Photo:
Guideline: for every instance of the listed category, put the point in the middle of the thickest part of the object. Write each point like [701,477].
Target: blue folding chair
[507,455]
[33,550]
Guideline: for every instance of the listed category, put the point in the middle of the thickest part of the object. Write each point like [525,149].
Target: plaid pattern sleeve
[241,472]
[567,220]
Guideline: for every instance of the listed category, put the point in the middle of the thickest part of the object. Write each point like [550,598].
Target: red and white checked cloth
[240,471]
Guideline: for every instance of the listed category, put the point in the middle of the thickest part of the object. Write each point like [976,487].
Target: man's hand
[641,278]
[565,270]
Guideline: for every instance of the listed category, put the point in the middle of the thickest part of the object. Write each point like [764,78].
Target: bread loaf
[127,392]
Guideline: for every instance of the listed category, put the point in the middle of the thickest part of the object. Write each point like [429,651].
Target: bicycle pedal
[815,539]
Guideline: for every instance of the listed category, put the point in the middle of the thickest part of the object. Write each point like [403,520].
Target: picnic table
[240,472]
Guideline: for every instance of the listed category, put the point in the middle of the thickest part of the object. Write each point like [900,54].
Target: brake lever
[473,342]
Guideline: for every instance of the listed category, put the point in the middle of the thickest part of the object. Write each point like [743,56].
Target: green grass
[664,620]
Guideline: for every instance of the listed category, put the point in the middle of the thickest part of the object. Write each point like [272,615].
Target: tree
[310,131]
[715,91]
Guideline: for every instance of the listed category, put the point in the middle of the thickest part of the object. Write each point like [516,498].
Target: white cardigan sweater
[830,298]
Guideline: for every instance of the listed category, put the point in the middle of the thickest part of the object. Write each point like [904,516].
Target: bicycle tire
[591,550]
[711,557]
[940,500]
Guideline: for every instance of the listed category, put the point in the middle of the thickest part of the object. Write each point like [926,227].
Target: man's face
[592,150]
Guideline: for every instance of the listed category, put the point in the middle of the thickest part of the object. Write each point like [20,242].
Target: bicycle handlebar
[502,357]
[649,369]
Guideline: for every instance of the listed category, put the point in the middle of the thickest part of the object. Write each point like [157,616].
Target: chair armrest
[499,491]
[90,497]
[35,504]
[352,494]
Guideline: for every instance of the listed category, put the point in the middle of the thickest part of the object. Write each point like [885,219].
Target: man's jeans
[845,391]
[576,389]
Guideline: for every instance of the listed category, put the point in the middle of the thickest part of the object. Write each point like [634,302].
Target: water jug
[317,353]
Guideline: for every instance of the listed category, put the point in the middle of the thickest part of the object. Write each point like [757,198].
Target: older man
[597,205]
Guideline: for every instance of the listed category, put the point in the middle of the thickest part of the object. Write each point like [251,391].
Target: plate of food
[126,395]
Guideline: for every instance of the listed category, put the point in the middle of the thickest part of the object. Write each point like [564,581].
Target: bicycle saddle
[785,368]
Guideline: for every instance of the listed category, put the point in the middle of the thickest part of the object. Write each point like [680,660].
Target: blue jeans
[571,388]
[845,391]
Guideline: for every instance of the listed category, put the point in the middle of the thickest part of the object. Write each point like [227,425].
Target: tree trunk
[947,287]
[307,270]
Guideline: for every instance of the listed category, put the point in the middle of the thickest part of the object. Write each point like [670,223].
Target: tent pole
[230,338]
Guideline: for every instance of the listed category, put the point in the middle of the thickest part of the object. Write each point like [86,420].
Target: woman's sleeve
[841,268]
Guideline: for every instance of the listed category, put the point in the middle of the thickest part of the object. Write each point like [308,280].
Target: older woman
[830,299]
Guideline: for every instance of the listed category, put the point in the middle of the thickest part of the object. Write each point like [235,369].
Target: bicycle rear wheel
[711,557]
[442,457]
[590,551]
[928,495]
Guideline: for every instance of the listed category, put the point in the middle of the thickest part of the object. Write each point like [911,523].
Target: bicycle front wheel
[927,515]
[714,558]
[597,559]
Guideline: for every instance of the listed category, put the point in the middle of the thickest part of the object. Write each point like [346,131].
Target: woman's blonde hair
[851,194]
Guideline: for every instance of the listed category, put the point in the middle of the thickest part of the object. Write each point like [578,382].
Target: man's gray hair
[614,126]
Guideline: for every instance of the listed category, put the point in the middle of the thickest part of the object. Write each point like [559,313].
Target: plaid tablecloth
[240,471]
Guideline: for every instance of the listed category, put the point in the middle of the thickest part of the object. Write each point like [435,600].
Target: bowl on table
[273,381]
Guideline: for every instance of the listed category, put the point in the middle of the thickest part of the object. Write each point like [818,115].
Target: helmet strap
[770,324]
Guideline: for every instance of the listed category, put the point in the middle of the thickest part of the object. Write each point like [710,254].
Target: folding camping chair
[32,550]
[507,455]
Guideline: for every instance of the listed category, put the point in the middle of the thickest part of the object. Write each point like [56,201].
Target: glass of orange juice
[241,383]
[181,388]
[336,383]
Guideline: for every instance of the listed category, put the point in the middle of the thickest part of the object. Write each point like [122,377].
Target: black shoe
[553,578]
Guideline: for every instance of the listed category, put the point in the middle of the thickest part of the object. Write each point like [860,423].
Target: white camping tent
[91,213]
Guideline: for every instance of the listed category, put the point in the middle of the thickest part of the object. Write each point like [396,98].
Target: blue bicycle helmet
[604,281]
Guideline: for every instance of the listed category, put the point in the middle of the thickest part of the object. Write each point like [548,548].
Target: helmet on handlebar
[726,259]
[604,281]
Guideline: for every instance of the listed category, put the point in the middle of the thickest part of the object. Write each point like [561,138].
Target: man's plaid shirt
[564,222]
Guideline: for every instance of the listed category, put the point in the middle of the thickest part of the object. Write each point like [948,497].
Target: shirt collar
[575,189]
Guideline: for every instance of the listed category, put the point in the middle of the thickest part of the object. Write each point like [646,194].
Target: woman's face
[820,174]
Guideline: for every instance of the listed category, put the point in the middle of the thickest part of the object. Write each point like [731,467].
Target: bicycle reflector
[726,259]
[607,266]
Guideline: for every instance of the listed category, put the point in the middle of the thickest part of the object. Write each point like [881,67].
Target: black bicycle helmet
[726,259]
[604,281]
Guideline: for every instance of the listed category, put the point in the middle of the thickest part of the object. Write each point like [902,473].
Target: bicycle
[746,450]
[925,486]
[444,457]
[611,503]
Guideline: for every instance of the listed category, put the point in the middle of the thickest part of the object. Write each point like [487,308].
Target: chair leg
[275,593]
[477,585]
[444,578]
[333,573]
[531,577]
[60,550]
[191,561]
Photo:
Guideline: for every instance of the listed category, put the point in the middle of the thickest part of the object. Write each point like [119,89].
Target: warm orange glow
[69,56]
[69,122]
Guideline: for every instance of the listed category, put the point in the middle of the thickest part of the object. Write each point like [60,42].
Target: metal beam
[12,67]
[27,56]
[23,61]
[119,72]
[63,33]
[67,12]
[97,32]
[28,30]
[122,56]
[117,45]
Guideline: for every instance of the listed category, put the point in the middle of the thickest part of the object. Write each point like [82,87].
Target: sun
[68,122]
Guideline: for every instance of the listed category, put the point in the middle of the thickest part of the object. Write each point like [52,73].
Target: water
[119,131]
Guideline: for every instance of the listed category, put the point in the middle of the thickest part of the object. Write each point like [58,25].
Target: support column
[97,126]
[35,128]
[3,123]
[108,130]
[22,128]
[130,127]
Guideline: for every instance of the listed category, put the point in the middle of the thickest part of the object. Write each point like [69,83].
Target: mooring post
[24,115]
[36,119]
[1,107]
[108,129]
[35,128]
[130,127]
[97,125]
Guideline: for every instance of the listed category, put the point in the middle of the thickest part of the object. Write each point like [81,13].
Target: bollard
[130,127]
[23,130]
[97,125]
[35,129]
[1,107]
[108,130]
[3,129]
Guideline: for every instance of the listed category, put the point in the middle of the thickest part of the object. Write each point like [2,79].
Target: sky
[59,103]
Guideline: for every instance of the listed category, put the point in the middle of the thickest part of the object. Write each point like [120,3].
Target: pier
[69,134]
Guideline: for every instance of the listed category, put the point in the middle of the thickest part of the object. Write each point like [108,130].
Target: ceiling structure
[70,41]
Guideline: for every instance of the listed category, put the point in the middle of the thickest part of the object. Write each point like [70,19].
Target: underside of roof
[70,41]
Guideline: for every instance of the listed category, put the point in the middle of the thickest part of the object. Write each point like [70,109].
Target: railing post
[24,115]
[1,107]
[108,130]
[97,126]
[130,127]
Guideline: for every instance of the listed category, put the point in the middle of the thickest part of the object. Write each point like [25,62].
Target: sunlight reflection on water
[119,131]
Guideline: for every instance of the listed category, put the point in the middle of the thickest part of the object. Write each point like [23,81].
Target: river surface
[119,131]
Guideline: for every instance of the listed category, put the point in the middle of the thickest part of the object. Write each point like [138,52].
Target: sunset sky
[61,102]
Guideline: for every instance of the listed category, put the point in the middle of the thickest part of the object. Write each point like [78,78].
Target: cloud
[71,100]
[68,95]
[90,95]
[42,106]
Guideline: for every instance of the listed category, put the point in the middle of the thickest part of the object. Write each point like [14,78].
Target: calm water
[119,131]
--
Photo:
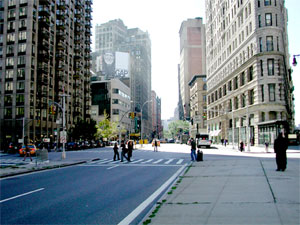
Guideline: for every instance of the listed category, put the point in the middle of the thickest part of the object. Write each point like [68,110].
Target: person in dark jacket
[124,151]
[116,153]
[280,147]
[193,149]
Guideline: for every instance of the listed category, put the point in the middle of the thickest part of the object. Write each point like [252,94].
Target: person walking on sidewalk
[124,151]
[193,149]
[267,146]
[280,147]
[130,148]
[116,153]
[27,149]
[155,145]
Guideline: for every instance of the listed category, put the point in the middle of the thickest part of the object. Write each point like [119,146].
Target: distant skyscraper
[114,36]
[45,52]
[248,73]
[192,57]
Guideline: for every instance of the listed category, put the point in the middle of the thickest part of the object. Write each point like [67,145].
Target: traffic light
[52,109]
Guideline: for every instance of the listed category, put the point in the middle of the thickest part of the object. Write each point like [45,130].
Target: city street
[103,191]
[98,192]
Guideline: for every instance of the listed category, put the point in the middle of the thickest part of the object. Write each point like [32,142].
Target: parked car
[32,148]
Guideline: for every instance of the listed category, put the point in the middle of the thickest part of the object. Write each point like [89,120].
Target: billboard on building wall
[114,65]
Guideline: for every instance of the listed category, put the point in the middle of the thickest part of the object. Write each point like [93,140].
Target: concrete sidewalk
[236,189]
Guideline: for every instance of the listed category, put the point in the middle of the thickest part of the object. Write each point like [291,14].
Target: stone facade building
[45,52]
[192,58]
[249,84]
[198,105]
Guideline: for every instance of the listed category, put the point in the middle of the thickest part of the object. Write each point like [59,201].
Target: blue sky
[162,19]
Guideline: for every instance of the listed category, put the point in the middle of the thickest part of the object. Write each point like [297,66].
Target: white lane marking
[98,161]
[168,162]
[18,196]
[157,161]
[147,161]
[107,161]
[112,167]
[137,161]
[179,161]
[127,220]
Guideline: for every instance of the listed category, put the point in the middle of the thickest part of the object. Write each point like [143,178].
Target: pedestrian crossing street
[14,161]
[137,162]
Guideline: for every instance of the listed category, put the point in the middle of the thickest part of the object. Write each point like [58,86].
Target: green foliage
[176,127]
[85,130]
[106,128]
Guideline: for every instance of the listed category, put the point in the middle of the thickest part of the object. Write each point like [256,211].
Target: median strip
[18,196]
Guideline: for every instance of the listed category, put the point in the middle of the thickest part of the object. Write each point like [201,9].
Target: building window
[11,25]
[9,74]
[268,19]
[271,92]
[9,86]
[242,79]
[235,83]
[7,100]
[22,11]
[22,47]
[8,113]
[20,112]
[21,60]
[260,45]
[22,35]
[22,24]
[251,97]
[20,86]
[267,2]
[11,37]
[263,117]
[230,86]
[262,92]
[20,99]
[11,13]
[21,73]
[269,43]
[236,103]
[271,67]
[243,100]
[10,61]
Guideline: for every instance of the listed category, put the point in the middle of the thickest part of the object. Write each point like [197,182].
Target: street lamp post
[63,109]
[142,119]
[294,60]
--
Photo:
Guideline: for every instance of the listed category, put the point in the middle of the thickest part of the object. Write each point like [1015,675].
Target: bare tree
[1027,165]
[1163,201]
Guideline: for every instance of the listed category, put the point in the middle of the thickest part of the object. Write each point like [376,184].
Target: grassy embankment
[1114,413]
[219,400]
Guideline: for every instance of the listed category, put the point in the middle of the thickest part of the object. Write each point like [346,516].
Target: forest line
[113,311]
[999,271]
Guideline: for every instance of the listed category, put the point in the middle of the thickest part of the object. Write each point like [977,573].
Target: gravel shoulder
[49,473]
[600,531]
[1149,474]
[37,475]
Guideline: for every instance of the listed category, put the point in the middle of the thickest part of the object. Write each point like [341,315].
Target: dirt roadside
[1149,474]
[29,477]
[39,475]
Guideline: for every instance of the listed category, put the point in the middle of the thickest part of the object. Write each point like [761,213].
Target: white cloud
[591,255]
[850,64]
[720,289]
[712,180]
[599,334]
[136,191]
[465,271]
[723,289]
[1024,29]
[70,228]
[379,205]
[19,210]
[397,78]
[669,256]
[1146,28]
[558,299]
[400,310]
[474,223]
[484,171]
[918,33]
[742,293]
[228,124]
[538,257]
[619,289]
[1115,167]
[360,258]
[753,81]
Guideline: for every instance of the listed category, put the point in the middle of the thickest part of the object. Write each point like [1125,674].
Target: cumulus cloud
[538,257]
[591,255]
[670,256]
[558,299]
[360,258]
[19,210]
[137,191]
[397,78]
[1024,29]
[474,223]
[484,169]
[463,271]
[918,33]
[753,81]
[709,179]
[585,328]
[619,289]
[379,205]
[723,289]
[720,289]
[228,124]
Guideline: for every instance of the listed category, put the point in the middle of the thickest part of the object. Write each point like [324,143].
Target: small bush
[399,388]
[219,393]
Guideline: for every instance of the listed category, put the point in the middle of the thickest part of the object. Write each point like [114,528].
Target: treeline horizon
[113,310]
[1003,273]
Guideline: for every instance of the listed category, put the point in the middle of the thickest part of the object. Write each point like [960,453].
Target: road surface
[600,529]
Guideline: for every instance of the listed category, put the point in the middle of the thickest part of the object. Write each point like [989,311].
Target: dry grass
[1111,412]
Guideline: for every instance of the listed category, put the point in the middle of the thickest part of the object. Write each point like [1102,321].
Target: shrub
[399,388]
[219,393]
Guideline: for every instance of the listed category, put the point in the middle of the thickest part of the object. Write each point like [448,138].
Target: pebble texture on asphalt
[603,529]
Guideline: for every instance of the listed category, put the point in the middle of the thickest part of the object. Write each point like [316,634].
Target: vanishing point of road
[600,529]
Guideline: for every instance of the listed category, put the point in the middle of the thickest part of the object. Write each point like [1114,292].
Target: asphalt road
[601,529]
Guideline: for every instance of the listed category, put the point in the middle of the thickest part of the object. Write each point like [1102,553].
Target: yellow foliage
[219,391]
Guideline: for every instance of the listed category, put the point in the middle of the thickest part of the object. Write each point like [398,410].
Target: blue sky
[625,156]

Written problem: How many lines in the records above contain the word "green", counting only matches with the same case? Reply with the number alone.

Reply to the exercise: 2